REQUIRED WORK: Extract every line of the rows that contains the string "after", treating uppercase and lowercase as different.

DATA SECTION:
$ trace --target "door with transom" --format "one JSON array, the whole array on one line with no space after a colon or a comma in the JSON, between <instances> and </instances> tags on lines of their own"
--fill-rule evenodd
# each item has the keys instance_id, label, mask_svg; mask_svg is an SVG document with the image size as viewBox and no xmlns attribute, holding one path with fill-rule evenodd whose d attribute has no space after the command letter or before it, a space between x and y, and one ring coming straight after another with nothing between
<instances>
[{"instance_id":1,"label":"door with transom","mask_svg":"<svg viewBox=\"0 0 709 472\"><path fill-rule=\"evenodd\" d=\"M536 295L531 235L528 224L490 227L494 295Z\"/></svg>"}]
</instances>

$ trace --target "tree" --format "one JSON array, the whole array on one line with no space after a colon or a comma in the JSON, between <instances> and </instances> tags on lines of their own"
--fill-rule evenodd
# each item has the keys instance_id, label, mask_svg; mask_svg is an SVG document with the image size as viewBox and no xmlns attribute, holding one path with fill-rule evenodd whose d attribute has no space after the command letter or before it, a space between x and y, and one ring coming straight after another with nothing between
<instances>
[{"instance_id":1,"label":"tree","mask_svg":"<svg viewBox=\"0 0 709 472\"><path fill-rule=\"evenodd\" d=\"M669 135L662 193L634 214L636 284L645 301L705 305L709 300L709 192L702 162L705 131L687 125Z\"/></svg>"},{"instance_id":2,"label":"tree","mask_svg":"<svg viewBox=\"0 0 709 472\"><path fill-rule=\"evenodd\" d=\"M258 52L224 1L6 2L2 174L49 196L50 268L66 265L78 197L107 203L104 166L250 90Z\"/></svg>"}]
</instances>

RESULT OF THE TASK:
$ trace --target "door with transom" --format "one JSON array, the whole array on one line with no space after a colon or a comma in the JSON, between <instances> and </instances> tags on lines of their own"
# each item has the keys instance_id, label, mask_svg; mask_svg is an SVG document with the image size as viewBox and no xmlns attribute, holding one path with fill-rule evenodd whose d attribute has no space after the command letter or before it, a space between x and y, and one ring coming straight after another with nothing between
$ trace --target "tree" --format "one JSON array, the whole array on one line with no space after a colon or a comma in the JSON, between <instances> and </instances> tags on lines of their own"
# each item has the keys instance_id, label, mask_svg; mask_svg is an SVG document with the image size as viewBox and no xmlns attribute, holding one path with fill-rule evenodd whose d attribute has no space after the command letter or before it, a space between x and y, and one ring coming straight after another with nothing between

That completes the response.